● PROMPT
Copy out exactly the stretch of the listing below that begins at the line containing "Target: black police jacket" and ends at the line containing "house in this photo.", and copy nothing outside it.

*** Opening MATERIAL TO PROCESS ***

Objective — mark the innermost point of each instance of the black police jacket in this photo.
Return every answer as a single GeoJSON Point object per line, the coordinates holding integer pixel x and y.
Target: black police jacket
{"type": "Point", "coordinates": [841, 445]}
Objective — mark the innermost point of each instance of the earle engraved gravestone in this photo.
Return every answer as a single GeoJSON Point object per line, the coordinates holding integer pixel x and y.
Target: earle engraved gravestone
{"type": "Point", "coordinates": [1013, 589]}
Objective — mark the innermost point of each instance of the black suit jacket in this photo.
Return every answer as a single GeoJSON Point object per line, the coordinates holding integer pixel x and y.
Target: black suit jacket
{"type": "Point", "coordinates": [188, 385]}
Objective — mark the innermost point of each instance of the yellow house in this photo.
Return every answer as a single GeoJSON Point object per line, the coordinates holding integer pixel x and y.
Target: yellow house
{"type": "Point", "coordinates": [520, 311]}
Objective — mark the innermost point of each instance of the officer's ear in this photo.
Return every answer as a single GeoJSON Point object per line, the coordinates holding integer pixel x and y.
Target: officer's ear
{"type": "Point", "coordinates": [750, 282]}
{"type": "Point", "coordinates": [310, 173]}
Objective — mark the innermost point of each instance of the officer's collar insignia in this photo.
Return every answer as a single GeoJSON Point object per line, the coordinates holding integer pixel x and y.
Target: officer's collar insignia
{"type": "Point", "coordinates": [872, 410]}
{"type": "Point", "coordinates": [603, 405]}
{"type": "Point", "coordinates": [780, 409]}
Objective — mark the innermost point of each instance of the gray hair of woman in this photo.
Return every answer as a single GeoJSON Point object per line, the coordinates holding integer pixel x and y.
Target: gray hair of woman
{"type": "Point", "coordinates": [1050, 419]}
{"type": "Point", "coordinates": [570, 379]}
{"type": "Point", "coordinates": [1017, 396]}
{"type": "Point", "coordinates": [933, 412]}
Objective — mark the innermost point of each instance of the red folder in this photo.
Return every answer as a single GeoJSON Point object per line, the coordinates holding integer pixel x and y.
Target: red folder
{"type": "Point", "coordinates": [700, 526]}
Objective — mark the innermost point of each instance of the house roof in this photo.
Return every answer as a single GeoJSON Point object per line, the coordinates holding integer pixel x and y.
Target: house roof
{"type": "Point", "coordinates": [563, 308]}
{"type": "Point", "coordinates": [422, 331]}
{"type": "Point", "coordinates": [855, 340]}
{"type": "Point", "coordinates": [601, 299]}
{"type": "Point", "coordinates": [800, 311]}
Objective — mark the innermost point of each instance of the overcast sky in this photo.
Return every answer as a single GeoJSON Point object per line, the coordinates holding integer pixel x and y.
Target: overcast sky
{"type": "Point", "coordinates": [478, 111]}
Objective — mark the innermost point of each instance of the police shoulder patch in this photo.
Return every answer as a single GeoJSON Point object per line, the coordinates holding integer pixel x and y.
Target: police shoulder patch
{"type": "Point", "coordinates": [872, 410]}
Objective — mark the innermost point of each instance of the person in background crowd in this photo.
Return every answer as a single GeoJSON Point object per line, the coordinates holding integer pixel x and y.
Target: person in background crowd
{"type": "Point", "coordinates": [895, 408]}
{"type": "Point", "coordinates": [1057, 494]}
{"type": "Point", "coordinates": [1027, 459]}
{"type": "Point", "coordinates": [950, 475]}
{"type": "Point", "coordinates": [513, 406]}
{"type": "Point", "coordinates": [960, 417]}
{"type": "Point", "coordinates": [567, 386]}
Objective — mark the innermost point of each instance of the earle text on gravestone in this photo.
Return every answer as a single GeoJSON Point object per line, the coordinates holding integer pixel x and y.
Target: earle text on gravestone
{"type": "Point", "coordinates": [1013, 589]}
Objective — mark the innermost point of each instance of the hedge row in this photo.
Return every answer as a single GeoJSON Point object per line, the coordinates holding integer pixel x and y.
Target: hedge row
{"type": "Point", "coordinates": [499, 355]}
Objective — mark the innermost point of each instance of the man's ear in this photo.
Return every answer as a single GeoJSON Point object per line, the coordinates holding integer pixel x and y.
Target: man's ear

*** Closing MATERIAL TO PROCESS ***

● TASK SOLUTION
Target: black police jacket
{"type": "Point", "coordinates": [841, 445]}
Objective — mark the innermost point of each instance of the earle engraved gravestone in this photo.
Return every answer as a single GeoJSON Point object per line, the coordinates holding integer pixel x and y.
Target: earle engraved gravestone
{"type": "Point", "coordinates": [1013, 589]}
Objective — mark the innermost point of each instance of the black suit jacket in this photo.
Return every answer as a single GeoJSON Point object per line, the coordinates holding integer pixel x and y.
Target: black suit jacket
{"type": "Point", "coordinates": [188, 385]}
Objective — mark the innermost point of each instance of the yellow house in this photo.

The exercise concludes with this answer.